━━━━━ Task input ━━━━━

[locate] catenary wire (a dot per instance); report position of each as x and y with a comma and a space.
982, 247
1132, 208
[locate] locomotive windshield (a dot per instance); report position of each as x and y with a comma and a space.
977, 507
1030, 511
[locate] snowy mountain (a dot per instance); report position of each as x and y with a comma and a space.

━━━━━

#### Goal
Duplicate the lines above without any changes.

#### Completed task
[locate] catenary wire (a dot per instance); report position of each as x and y with a comma and a space.
982, 247
1132, 208
[locate] locomotive windshield (a dot per instance); report position of each as x and y with a comma and a space.
977, 507
1030, 511
[locate] snowy mountain (a dot per instance); report position of each as x and y with a comma and a space.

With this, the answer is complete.